* **Task to complete**
Reproduce, from the lines below, exactly the stretch that begins at the line containing "Task: point out the radar" and ends at the line containing "Task: point out the lamp", both included.

Region pointing data

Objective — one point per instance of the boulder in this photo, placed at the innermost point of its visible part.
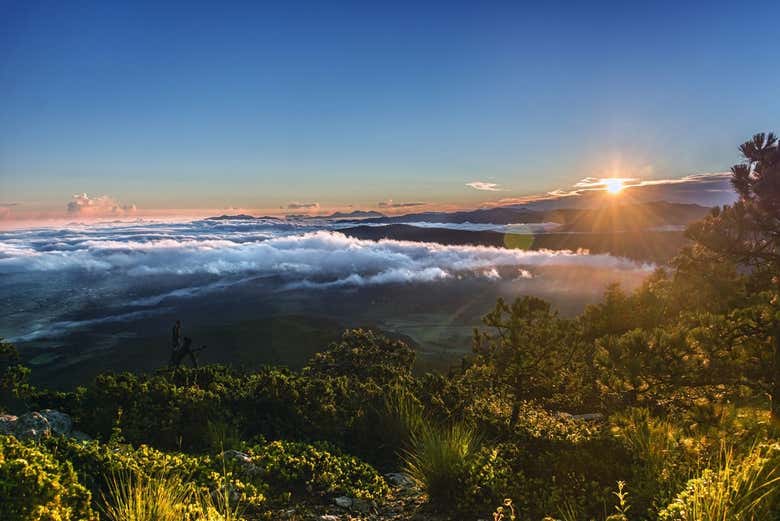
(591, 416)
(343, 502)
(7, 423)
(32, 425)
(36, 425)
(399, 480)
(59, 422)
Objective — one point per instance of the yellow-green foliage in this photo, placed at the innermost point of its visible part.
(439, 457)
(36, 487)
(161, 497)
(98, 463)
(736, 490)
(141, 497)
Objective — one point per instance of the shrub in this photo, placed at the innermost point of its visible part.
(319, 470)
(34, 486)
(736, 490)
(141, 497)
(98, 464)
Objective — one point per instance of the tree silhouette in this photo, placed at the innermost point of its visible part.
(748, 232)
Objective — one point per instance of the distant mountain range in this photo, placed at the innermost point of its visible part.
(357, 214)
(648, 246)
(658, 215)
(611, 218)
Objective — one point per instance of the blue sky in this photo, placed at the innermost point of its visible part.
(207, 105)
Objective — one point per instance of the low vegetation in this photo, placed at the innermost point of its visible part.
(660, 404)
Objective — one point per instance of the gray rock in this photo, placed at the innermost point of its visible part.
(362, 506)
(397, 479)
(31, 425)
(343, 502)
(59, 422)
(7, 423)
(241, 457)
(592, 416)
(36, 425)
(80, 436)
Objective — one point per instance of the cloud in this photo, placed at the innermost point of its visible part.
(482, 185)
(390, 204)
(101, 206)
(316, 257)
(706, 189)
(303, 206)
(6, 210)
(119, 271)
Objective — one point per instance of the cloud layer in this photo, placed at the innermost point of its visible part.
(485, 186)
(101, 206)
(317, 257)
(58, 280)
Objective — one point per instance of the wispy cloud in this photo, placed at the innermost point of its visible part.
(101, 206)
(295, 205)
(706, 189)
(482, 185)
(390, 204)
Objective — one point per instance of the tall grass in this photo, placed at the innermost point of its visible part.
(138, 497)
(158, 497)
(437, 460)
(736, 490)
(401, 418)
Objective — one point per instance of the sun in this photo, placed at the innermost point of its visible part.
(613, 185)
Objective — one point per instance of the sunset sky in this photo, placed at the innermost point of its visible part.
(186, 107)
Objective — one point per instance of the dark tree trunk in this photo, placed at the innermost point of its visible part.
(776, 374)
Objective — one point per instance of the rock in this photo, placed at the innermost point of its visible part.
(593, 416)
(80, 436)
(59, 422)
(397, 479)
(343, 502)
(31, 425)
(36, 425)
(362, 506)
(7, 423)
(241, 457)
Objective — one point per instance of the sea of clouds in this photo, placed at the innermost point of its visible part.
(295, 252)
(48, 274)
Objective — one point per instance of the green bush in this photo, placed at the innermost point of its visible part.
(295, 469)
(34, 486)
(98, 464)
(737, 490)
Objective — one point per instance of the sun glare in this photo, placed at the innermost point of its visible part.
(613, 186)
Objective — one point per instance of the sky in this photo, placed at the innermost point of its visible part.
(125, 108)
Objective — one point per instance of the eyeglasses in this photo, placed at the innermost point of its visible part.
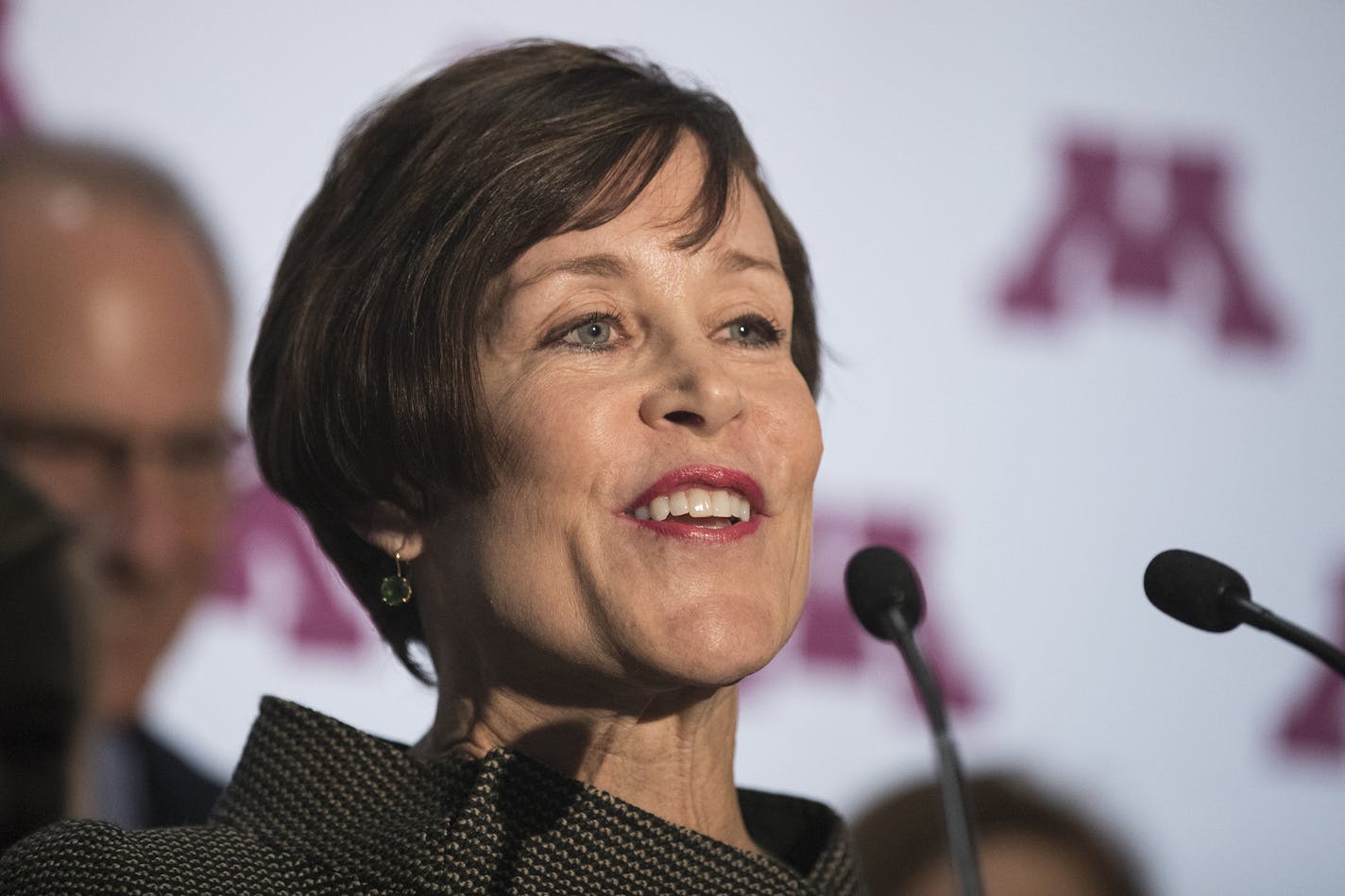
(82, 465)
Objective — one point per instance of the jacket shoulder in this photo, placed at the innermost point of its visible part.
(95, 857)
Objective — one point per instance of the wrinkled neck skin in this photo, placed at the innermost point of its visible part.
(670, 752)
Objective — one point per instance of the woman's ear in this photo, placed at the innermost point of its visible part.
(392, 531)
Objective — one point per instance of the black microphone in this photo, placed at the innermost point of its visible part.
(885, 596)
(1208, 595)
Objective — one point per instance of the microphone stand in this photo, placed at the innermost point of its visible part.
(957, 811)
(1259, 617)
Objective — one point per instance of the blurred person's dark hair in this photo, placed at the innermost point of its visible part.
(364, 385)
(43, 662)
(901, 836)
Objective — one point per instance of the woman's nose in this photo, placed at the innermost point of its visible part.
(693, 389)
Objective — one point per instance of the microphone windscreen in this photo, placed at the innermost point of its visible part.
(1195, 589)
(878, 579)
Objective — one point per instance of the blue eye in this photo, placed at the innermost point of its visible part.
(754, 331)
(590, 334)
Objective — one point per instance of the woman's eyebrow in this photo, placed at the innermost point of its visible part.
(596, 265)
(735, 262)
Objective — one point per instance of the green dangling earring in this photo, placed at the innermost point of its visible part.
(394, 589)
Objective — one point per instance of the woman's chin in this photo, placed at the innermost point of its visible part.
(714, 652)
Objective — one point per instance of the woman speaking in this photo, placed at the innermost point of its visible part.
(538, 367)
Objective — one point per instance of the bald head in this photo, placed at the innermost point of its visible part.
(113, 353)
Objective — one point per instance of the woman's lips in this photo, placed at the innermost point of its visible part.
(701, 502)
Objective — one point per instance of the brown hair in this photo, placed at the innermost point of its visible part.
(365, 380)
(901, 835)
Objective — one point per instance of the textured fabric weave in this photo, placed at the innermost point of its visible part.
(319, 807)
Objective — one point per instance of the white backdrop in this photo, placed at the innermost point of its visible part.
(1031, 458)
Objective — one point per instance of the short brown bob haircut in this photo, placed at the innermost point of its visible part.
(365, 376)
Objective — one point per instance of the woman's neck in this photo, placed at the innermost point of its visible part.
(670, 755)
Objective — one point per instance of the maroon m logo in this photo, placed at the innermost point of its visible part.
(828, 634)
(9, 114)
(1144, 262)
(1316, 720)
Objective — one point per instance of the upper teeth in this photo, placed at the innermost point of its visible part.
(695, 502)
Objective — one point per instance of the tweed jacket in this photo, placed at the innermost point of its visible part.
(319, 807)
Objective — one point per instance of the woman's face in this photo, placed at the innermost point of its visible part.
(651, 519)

* * *

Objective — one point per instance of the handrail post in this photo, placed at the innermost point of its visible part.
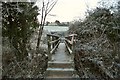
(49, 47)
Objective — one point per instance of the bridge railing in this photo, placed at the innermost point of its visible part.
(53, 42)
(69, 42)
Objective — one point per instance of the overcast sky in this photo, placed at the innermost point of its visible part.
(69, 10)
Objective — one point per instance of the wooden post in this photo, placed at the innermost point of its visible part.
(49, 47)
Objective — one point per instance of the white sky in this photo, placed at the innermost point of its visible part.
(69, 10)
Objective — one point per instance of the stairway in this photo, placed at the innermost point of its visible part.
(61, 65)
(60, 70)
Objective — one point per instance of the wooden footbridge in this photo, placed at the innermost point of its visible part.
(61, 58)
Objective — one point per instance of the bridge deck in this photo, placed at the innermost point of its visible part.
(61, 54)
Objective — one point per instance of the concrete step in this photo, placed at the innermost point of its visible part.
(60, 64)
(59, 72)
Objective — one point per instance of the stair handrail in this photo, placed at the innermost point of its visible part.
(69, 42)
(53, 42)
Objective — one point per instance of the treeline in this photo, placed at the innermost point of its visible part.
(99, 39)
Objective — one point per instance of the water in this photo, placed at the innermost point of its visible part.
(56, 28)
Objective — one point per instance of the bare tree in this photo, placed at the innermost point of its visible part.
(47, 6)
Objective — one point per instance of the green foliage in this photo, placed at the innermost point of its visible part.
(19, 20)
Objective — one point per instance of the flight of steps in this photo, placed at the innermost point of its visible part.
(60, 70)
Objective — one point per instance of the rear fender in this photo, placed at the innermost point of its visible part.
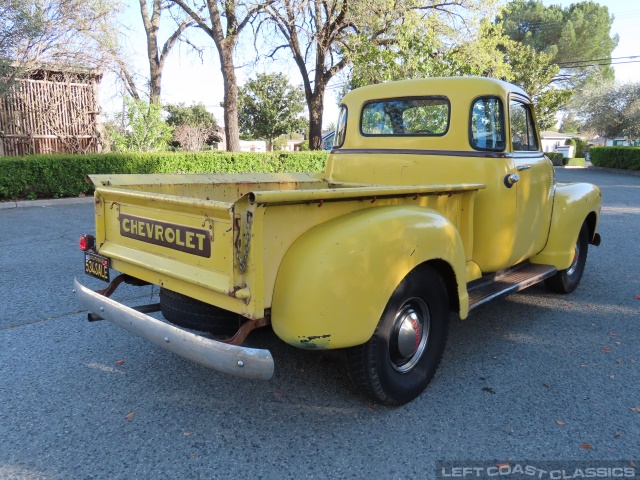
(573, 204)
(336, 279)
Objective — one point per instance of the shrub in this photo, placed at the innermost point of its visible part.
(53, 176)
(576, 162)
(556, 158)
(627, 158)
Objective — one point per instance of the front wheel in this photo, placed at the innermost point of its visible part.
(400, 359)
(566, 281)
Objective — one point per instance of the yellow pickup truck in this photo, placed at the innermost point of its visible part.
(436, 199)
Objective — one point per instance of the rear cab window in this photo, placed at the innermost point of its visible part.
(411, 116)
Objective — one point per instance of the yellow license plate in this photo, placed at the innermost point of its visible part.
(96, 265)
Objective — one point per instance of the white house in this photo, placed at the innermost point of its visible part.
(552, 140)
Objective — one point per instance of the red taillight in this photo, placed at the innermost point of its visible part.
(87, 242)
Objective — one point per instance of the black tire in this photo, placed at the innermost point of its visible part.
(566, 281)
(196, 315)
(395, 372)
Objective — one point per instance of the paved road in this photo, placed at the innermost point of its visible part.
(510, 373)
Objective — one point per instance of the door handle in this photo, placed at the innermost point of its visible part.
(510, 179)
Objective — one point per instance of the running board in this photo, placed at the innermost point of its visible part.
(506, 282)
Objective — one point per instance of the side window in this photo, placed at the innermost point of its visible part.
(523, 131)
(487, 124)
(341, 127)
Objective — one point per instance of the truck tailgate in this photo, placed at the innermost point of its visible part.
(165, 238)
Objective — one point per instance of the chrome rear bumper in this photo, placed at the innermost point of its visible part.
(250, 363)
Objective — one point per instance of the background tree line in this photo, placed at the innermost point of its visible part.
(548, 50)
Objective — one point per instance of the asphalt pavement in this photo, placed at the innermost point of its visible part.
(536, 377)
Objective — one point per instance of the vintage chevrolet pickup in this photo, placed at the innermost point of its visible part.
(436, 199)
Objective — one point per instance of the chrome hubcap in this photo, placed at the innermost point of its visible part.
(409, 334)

---

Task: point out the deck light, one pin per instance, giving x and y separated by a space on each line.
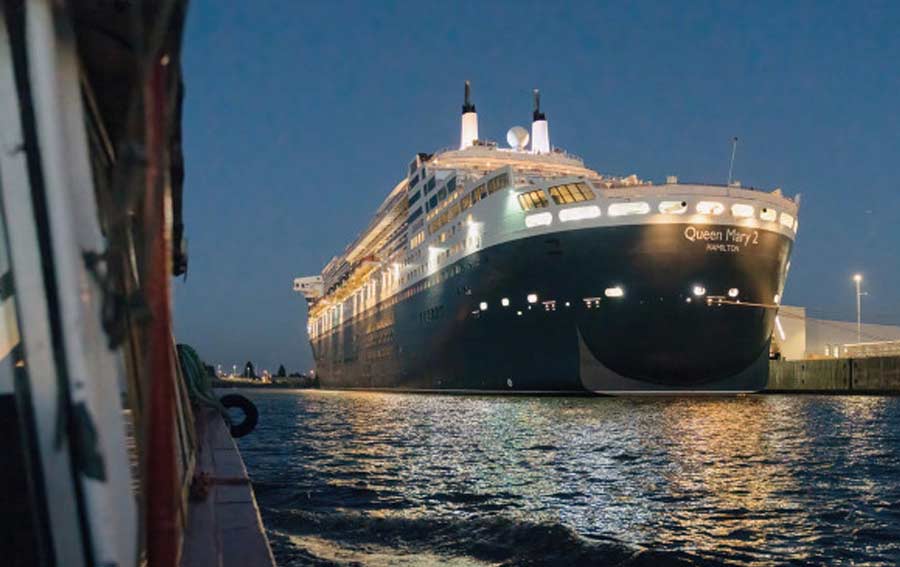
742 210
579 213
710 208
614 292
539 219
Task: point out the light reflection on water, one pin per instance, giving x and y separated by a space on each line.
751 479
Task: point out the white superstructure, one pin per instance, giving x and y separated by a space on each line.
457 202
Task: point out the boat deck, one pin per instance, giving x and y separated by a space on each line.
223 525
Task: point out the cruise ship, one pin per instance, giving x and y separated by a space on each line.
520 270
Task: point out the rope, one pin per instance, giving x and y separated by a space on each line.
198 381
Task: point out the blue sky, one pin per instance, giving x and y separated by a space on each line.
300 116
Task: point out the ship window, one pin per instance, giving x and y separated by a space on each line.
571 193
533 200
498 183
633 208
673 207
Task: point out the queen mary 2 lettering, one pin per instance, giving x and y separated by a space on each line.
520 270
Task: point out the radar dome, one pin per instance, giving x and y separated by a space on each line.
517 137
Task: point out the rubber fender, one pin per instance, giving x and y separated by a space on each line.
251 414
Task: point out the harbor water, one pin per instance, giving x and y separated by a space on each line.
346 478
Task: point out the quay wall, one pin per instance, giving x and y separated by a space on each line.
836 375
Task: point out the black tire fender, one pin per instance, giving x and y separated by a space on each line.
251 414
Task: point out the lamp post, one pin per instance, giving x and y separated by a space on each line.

* **Exercise response**
Task: point out the radar dome, one pin per instance, giving x and y separated by a space on each line.
517 137
Task: point out the rubber fender, one pin per instance, giving x and y separated by a space on each line.
251 414
Task: point out the harbor water, one pin per instance, giving x and y separated by a space on each line.
346 478
Task: point out the quay wall, one pin per instance, giving x and y separated by a space on each line.
836 375
Task: point out the black tire fender, one pin per instance, giving x and y separated by a space on each line.
251 414
Task: point out the lamp post, one pin per instance, giving x and y separated by a space on each line.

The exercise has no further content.